Object point labels:
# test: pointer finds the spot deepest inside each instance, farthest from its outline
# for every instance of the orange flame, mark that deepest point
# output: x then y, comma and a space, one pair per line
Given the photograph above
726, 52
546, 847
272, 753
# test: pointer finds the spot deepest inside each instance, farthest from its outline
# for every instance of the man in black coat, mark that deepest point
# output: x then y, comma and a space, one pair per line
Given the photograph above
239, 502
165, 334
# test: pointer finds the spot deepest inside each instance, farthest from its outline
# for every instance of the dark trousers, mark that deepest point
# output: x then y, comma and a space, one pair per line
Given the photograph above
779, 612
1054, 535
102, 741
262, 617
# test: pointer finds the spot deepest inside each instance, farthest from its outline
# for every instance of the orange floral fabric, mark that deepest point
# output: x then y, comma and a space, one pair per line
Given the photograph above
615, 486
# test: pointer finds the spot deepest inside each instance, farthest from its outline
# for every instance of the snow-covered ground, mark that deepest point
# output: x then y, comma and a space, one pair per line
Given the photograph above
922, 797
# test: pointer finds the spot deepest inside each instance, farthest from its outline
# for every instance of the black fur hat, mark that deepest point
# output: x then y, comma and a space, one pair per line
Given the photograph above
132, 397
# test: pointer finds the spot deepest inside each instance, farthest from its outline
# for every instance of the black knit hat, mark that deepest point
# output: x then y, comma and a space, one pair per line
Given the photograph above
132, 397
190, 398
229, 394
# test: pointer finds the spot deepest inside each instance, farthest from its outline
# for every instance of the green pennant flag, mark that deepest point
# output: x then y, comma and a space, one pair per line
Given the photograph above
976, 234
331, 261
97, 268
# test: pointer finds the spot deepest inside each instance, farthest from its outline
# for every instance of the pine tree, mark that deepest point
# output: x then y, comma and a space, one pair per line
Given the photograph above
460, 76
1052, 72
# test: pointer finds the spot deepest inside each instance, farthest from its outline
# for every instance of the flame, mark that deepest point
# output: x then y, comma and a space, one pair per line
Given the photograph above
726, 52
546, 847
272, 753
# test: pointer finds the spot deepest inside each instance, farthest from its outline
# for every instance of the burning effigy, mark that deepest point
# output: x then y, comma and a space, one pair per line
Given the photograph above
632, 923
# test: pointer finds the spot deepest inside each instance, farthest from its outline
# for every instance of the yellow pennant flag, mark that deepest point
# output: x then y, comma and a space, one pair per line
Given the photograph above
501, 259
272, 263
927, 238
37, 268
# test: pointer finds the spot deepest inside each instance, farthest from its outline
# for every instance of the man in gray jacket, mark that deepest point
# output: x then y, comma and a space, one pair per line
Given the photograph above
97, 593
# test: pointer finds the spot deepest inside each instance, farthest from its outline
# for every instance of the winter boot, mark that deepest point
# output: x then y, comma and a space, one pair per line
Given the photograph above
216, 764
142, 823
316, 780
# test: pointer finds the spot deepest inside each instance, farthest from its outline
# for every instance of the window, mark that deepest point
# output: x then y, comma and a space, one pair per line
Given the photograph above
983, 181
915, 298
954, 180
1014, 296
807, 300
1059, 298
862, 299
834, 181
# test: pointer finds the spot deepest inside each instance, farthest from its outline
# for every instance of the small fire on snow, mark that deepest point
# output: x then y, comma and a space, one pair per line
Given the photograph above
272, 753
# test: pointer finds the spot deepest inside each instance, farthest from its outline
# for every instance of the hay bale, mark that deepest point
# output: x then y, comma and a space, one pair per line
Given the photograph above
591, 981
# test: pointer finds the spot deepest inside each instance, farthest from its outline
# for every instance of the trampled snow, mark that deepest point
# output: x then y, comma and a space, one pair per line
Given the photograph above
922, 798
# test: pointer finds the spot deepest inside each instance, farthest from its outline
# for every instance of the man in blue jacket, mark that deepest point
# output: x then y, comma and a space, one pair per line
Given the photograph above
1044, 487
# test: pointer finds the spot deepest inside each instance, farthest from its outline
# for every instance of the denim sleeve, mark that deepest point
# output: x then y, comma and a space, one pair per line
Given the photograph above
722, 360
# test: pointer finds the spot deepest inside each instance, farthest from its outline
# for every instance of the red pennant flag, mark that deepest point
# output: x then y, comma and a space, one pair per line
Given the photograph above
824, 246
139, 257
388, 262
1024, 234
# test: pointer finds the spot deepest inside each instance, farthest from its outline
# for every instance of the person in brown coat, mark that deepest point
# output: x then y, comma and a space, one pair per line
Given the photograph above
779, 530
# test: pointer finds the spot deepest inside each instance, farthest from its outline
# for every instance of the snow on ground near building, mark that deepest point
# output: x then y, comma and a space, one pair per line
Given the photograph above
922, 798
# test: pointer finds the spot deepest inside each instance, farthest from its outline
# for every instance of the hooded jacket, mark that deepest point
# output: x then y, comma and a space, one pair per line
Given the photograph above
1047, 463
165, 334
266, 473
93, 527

To be done: Transcribe every entry exactly, omitting nothing.

Written reply:
# test: pointer finds the spot deepest inside each instance, farthest from its outline
# for every instance of the orange flame, mark that deepest point
# output: x then y, comma and a space, one pair per line
Given the photograph above
726, 52
546, 847
272, 753
# test: pointer finds the spot deepest inside each instance, farthest from its outline
# for every instance of the man in black coat, mark that deepest point
# output: x then y, comma and a space, one pair per line
Given the photograph above
239, 502
165, 334
# test: pointer finds the spot deepest inside each instance, farthest from its outline
# for every instance of the dark trousers, mark that deepest point
# output: x then y, comma and a space, one pair per line
Given the photograph above
779, 612
1054, 535
102, 741
262, 617
# test: pointer finds the spot deepest inside each instance, farthest from its outline
# for every instance of the orange floral fabric, mark that deepest point
# output: x then y, comma and a space, one pair per line
Given the photograph above
615, 486
# test: pointer finds the spot deepest inside each instance, farthest from its outline
# for every instance of the snow-covered ground, mark that deepest point
# output: x then y, comma and a space, one pair per line
Given the photograph above
922, 797
# test: pointer finds the spot deepest inside each instance, farthest from its outline
# for every instance of the black fur hat, mark that deepest point
# output: x then y, comma and a space, one pair per line
Given the photograph above
132, 397
# test: pointer finds the spot deepest inside each instance, farthest from its outline
# for every instance of the black knit hat, mark that deepest point
# output: x then y, comma and a space, one pair per line
Given the photograph above
132, 397
190, 398
229, 394
# test: pointer finds the spot deepest inside each instance, farthest from its outline
# for every instance of the green pennant flag, mark that deepest point
# output: x then y, comma and a space, one pair per line
Given the photograph above
976, 234
331, 261
97, 268
# test: pointer finds the spot deepest inside each instance, farthest from its outline
# for every instance of the pine tree, mark that deepest point
# output: x then y, comma and a space, one pair per line
Given the photograph above
460, 76
1052, 72
# test: pointer finds the spot deepest inside each instance, farthest from its outline
# for every instance of the flame, mark that deepest point
# output: x then y, comma and a space, one pair per line
Given the photograph above
726, 52
546, 847
272, 753
# test: pointer finds the spot deepest inside each instance, farthest from its outline
# for every instance of the burning effigy, mark that deepest point
# output: x then y, comma and a space, one pair per line
Given the photograph above
632, 923
# test: pointer finds the spot deepest inside each instance, farthest from its outline
# for every instance of the yellow pennant flag, mark that deepest point
# output: x then y, comma and a space, one pair per line
Given the photograph above
501, 259
272, 263
927, 238
37, 268
# test: pointer finds the spot deepest inside each instance, farthest from its outline
# for every instance of the man in gray jacket, mark that deepest point
# output: x then y, comma and a space, one pair per line
Given the photograph above
97, 593
# test: pointer finds the spot deepest inside each instance, farthest from its outline
# for every instance of the winter boot, mark that deepest point
# output: x then y, comma and a space, one pair per line
Given the photograph above
216, 764
142, 823
316, 780
# test: pointer finds the spot deepest inside each instance, farthest from its outline
# for every instance of the window, mark that deepest point
# output: x then y, comma and a space, one pair per line
Given the photograph above
983, 181
915, 298
954, 180
1014, 296
807, 300
1059, 298
862, 299
834, 181
# test: pointer finds the spot deepest inside each instance, farthest from its outline
# for every instance of the small fire on snow, mark that deepest point
# output: x then y, comma and a space, one pair per line
Given the photograph above
272, 753
# test: pointer finds the spot deepest inside each instance, farthest from its outline
# for every instance of the hay bale, mark that deepest point
# output: x then y, comma and a space, one pair per line
Given the photograph above
591, 981
# test: pointer finds the spot deepest inside each instance, farthest from its outline
# for every instance of the trampled snow, mark that deepest point
# output: x then y, comma and a space, one pair per line
Given the photograph above
922, 798
# test: pointer finds the spot deepest inside each instance, farthest from its outline
# for every instance of the man in blue jacket, mark that deepest point
# output: x then y, comma and a space, one pair per line
Given the photograph above
1044, 487
# test: pointer finds the spot deepest inside each instance, farthest from its outline
# for every instance of the denim sleeve, mark that deepest point
# output: x then y, comma and a space, one pair per line
Given the photograph above
722, 360
# test: pointer finds the spot deepest inside each instance, farthest from its outline
# for every instance of the red pennant flag, mark that deepest point
# output: x then y, comma and a space, one pair per line
Given the photograph above
824, 246
139, 257
388, 262
1024, 234
# test: pointer finds the spot deepest inside each instance, farthest from its outline
# for every instance of the person in brown coat, mark that deepest point
# output: x then y, comma and a space, one pair per line
Given the photograph above
779, 530
# test: pointer finds the spot deepest inside each instance, farthest from its outline
# for every instance of the snow on ground near building, mark that deepest point
# output: x then y, comma and a space, one pair per line
Given the photograph above
922, 798
# test: pointer finds the spot deepest inside each instance, farthest from its outline
# for every instance of the hooded jacket, mark that deepest point
# output: x then y, comma and a space, one pair per line
Given the photograph above
1047, 463
165, 334
266, 473
93, 527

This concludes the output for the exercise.